:: To do ::
Within the entries underneath, how many lines include the string "soil"? State only the number.

:: Given information ::

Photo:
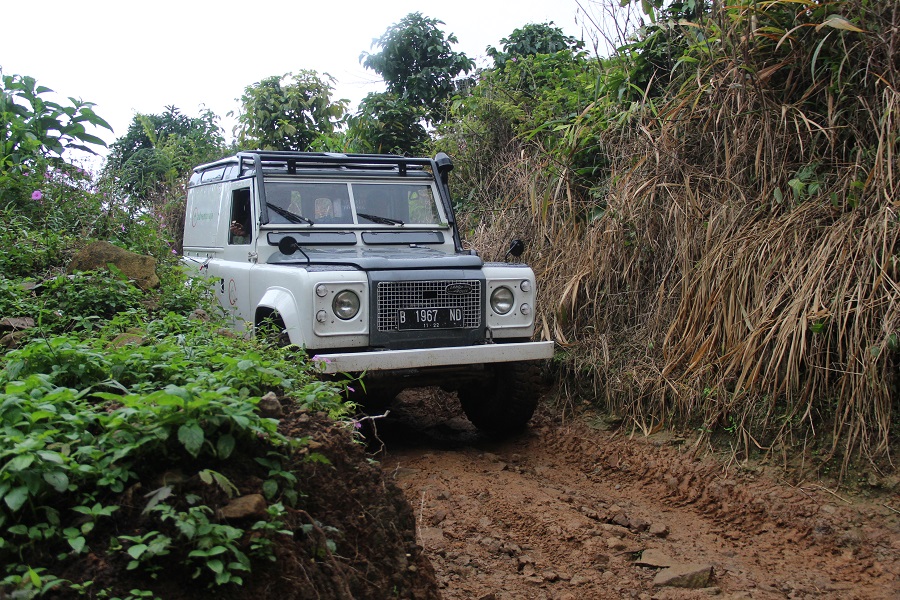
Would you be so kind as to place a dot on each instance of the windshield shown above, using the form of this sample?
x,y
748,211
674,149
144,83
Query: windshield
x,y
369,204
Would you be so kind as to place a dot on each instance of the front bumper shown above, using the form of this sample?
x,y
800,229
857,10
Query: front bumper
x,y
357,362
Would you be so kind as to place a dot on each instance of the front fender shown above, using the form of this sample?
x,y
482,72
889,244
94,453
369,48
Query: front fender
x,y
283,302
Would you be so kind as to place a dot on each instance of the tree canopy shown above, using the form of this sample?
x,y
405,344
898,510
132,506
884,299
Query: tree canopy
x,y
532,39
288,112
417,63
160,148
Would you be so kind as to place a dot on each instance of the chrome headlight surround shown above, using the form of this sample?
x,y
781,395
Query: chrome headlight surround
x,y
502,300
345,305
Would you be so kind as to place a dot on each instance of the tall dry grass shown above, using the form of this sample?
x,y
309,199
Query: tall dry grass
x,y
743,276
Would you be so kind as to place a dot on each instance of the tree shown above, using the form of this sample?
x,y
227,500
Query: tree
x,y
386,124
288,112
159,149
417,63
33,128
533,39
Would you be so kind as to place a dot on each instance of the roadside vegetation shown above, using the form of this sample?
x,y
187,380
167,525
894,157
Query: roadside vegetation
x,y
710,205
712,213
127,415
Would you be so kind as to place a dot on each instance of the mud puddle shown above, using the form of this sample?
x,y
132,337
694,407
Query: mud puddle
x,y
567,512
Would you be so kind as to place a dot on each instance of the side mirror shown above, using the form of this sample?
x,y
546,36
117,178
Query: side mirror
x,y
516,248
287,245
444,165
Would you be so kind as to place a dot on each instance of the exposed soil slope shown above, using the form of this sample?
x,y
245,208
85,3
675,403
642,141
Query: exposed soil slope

:: Answer space ::
2